Zitierter Auszug:
_ _ _ _ _ _ _

Eine präzise Beobachtung, die der Kolumnist uns da liefert. Es gibt eine interessante Ergänzung dazu aus der Sicht der Befreiungstheologie. Sie sieht nicht den Atheismus für die grosse Gefahr gegenüber dem Gottesglauben, sondern den Götzendienst. Damit meint sie den ständig wiederkehrenden Versuch, etwas anderes als Gott zu Gott zu machen. Etwa die nationale Sicherheit, oder der freie Fluss des Kapitals. Die Absage an das Christentum ist so nicht der Zweifel an Gott. Er führt vielmehr eher zu einem tieferen Verständnis dessen, was mit diesem Wort gemeint ist. Abkehr vom Christentum ist der Götzendienst. Unter den Götzen gibt es viele, eben auch die, welche als Messiasse daherkommen, wie Aurel Schmidt treffend diagnostiziert. Man müsste aber auch von helvetischem Götzendienst reden. Dazu gehört die als Rettung des christlichen Abendlandes kachierte Fremdenfeindlichkeit grosser Teile der SVP. Dazu gehört aber auch jede Politik, die nicht dem Menschen Vorrang vor dem Kapital gibt, sondern das Kapital über den Menschen entscheiden lässt. Diese Götzendienerei lässt sich in praktisch allen Schweizer Parteien finden und bei unzähligen unserer Zeitgenossen.
Xaver Pfister, Theologe, Basel
"Andere Analysen wären eventuell interessanter"

_ _ _ _ _ _ _

Gesammeltes Material:
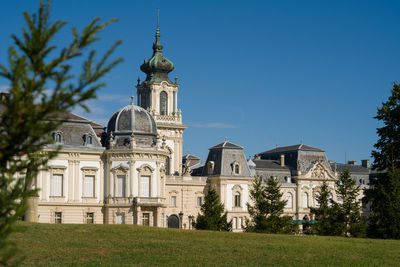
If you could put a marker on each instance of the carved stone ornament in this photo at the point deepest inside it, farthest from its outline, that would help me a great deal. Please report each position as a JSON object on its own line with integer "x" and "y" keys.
{"x": 318, "y": 171}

_ _ _ _ _ _ _

Aufgaben:
- A) Stimmen die Aussagen (i) bis (iii) mit dem Auszug über Götzendienst überein? Antworten Sie jeweils mit Ja oder Nein und zitieren Sie die entscheidenden Worte des Auszugs.
(i) Die Befreiungstheologie hält den Atheismus für die grösste Gefahr für den Gottesglauben.
(ii) Als Beispiel für etwas, das anstelle Gottes zu Gott gemacht wird, nennt der Auszug den freien Fluss des Kapitals.
(iii) Die Götzendienerei findet sich laut dem Auszug nur in einer einzigen Schweizer Partei.
- B) Bitte schreiben Sie den Auszug über Götzendienst dort weiter, wo er endet.

Nummerierte Antworten:
- A)
(i) Nein: „Sie sieht nicht den Atheismus für die grosse Gefahr gegenüber dem Gottesglauben, sondern den Götzendienst.“
(ii) Ja: „Etwa die nationale Sicherheit, oder der freie Fluss des Kapitals.“
(iii) Nein: „Diese Götzendienerei lässt sich in praktisch allen Schweizer Parteien finden“

- B)
Werden wir Zeugen einer erneuten Kohabitation von Sozialismus und Katholizismus? Schmidt irrt insofern, als er doch tatsächlich zu glauben scheint, in der französischen Politik hätte es einen Markt gegeben. Bis zum 6. Mai herrschten dort, sagen wir ziemlich "römisch-katholische" Konditionen. Nun eher protestantische, Gott sei Dank aber ohne Prüderie! Wäre es eventuell interessanter, Analysen Schmidts beispielsweise zu "UDSSR 1917, WaPa 1989: Weshalb?" zu studieren? Oder Machtpolitik in der Volksrepublik China: Worauf gründet sie? Oder aber Berlinguer: Woran scheiterte er? Oder Benedikt der XVI.: Wieso wird er scheitern?
Patric C. Friedlin, Basel
"Auch Christoph Blocher ist ein Messias"
Scheinbar passt Herrn Friedlin die Einschätzung von Aurel Schmidt nicht so recht in sein liberal-politisches Weltbild. Verdächtig nur, dass er als "Ausweichthemen" nur politische Geschehnisse weit ausserhalb der Schweiz vorschlägt. Wie wär’s mit einer Analyse über unseren gutbürgerlichen Herrn Blocher, auch er ein selbsternannter Messias zum wohl unseres Landes, auch er hat eine "Marktlücke" gefunden, doch auch er wird früher oder später scheitern. Die Geschichte wiederholt sich bekanntlich immer wieder.
Bruno Heuberger, Oberwil
"Hoffnung auf Sarkozy ist vielleicht gar nicht blöd"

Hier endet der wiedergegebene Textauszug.